*** Opening of Exercise inputs ***

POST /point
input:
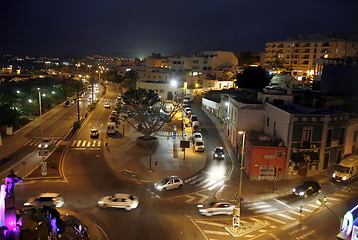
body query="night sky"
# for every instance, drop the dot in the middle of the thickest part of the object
(138, 28)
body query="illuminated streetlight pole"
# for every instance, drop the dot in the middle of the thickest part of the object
(237, 210)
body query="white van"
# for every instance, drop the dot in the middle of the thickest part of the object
(196, 126)
(347, 169)
(111, 128)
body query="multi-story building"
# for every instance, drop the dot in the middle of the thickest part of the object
(298, 54)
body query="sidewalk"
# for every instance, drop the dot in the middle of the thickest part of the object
(131, 161)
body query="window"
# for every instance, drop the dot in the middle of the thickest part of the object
(329, 137)
(341, 136)
(355, 136)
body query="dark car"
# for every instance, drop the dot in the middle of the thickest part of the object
(307, 188)
(219, 153)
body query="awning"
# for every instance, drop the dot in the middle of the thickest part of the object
(305, 157)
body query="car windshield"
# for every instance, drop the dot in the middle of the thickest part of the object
(342, 169)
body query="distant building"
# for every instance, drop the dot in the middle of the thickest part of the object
(297, 55)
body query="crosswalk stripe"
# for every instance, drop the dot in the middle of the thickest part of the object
(255, 219)
(210, 223)
(274, 219)
(285, 216)
(340, 195)
(203, 197)
(216, 232)
(334, 199)
(191, 198)
(296, 213)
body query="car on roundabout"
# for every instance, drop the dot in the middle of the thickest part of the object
(46, 199)
(307, 188)
(46, 143)
(169, 183)
(216, 208)
(219, 153)
(94, 133)
(119, 200)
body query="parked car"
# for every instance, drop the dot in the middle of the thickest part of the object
(119, 200)
(46, 143)
(193, 118)
(216, 208)
(46, 199)
(168, 183)
(196, 126)
(307, 188)
(199, 146)
(94, 133)
(197, 136)
(219, 153)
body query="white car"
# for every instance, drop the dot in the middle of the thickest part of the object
(46, 143)
(119, 200)
(216, 208)
(168, 183)
(46, 199)
(199, 146)
(197, 137)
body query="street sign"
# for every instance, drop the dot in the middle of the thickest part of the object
(44, 168)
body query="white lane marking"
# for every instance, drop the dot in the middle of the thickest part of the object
(284, 216)
(282, 203)
(340, 195)
(217, 232)
(191, 198)
(255, 219)
(334, 199)
(296, 213)
(290, 225)
(274, 219)
(203, 197)
(216, 185)
(210, 223)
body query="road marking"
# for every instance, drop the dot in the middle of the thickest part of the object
(334, 199)
(282, 203)
(274, 219)
(255, 219)
(312, 205)
(210, 223)
(216, 185)
(340, 195)
(191, 198)
(203, 197)
(296, 213)
(284, 216)
(290, 225)
(217, 232)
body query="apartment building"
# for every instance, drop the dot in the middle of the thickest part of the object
(297, 55)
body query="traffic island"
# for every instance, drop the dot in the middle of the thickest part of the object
(246, 228)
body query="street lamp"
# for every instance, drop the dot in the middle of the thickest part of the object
(237, 210)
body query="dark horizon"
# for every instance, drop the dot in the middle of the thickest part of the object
(60, 28)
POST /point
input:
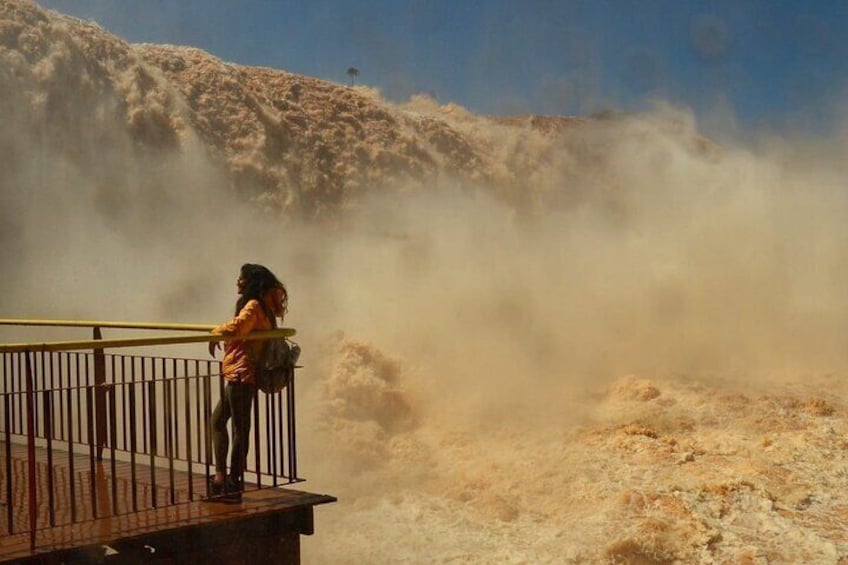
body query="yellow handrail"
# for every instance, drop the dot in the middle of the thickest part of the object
(137, 342)
(105, 324)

*** Close of Exercise inputs ***

*Task description*: Find every line in the records above that contains the word "building", and copy each one.

*Solution for this problem*:
body query="multi-story building"
body query="distant building"
body query="apartment building"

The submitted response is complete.